REQUIREMENTS
Copy the material from its first line up to and including the line with "[(598, 214), (344, 118), (640, 114), (410, 311)]", requests included, and offset every coordinate in the answers by adding 145. Leave the requests unchanged.

* * * *

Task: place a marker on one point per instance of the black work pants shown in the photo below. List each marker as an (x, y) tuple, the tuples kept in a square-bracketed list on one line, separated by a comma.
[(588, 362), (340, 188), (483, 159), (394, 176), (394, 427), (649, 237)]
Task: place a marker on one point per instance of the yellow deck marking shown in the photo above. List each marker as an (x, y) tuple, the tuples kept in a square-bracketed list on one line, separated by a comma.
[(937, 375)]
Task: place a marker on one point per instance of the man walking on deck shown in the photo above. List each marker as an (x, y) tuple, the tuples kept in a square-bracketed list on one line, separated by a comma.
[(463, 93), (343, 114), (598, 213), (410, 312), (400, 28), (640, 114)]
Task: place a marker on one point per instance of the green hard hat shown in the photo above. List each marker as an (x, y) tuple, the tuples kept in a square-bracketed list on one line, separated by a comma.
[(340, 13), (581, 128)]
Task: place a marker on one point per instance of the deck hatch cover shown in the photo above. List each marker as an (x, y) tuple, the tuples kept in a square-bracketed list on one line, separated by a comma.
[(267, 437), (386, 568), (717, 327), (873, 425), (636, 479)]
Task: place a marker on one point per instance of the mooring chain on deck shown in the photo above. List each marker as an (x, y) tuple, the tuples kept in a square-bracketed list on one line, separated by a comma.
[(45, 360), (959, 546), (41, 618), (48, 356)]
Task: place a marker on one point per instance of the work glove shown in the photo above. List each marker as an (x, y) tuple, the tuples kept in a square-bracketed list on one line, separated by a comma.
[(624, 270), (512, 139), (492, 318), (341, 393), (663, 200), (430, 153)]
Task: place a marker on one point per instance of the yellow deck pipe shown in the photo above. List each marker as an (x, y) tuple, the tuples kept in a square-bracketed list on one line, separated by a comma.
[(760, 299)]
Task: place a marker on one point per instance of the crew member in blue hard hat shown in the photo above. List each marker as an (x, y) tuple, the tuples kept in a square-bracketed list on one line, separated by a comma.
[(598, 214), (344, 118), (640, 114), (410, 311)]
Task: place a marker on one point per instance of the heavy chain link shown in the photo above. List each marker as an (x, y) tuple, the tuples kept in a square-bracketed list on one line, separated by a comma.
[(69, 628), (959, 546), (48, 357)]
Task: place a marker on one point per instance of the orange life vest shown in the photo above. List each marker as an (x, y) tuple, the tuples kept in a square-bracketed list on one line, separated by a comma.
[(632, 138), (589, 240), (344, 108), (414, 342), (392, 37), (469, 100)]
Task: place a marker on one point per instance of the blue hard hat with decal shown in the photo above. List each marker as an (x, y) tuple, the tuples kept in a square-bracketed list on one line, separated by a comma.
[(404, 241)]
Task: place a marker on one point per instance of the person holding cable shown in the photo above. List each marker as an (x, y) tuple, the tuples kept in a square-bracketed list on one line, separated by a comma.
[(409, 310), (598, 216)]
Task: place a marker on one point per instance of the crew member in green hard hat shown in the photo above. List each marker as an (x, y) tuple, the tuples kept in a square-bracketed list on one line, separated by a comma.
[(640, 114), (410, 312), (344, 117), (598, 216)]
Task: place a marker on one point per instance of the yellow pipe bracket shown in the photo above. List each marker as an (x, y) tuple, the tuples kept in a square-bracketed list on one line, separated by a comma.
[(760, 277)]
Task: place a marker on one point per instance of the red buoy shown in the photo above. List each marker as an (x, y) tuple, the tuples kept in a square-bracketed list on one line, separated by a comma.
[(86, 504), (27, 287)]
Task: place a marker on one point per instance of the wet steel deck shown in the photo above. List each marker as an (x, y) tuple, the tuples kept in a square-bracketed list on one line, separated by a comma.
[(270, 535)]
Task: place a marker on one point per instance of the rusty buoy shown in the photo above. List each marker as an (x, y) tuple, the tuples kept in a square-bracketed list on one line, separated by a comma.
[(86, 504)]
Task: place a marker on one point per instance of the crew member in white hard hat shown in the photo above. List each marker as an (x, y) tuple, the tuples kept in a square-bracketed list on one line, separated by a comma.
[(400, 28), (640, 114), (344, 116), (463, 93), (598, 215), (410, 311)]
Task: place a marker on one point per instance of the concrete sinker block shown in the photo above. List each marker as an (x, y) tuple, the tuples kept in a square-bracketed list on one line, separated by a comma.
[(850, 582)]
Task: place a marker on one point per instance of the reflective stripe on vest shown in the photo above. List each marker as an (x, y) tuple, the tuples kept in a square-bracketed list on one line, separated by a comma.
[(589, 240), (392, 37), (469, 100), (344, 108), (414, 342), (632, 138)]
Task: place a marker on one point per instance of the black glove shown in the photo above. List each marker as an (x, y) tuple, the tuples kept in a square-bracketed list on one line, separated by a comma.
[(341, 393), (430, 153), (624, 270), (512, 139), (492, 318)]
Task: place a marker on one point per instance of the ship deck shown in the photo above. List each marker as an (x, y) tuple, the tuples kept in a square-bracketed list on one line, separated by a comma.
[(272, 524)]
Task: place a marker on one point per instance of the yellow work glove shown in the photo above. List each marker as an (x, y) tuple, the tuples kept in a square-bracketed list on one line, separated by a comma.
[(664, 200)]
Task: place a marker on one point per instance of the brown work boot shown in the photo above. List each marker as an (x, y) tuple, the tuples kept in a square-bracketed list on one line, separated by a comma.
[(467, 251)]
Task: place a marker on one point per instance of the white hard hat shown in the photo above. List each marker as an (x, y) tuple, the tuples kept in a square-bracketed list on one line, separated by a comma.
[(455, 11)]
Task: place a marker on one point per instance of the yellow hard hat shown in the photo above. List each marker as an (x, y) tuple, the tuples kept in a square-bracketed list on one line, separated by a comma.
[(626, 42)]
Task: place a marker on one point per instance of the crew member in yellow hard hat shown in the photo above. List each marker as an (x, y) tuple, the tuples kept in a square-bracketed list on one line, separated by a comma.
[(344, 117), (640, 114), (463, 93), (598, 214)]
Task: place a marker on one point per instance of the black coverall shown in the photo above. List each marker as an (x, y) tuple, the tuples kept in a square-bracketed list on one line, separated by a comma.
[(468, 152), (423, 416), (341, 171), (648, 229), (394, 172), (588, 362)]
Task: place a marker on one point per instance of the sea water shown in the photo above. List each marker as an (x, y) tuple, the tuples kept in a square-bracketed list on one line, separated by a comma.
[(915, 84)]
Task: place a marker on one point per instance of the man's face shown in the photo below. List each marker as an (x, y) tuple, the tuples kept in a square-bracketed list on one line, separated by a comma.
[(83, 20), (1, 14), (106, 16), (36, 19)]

* * * *

OUTPUT FOR THIS EXERCISE
Task: place a marker on one point per instance of the black work pants shown in the photo below. List each marker as an (x, y) tuple, the tuples kept in a square-bracketed list on one line, separated by a comma.
[(733, 507), (485, 333), (628, 304), (539, 321), (539, 572), (794, 382)]
Task: place a marker on one point per instance of the yellow deck marking shown in the photo above. List each marker as an (x, y) tuple, the tuples kept in a square-bracketed list on one line, separated by a comma.
[(1082, 520)]
Task: place a marker on one point per instance of the man walking on deck shown in the photo above. List each marker as an (x, y) tuple, the tuples kept in a square-bracketed list on one line, separated by a comma.
[(608, 238), (488, 259), (743, 358), (555, 457), (545, 173), (785, 259)]
Task: place a marker on one point per instance of the green hard hat shown in the photo above. List each marker as an (x, y) tuple, the tuples kept in a square-bracketed list on one line, separated by a comma.
[(485, 158), (726, 273)]
Task: place a marker on one point per instance of the deck hatch cover shown in the photo above. List each marker as an (x, y) tuple, the tuples kept in a square-bracketed list on one line, separated by a comma.
[(412, 582), (531, 713), (862, 472), (1018, 570), (781, 624)]
Task: place a marker on one point per instance of the mooring chain on deck shown in the photo above. List each marker as an (x, y) tuple, the tuples kept in a square-bracketed list on one line, separated by a comma.
[(190, 505), (1104, 691), (186, 763), (193, 501)]
Task: place a marker on one point per instance of the work glove shown in the photo above. List each marker as an (x, y) tuple, the tuples kept in a square-bracketed list on one line, separated by a comma.
[(769, 415), (657, 284), (637, 463), (486, 538), (808, 345), (575, 298)]
Task: place a marker on one point per instance of the yellow deck pipe shown in the photo above. List each marker as an (x, y) tuple, the tuples kept in a square-bracketed list on one line, separated by a comma.
[(905, 444)]
Task: place a marker on one point per instance of the crew member in blue hard hat shown in the photo above. List each marker as an (x, y) tuple, the tuples kept in a square-bracketed list on one line, separated by a comma.
[(743, 359), (489, 263), (785, 259), (555, 456)]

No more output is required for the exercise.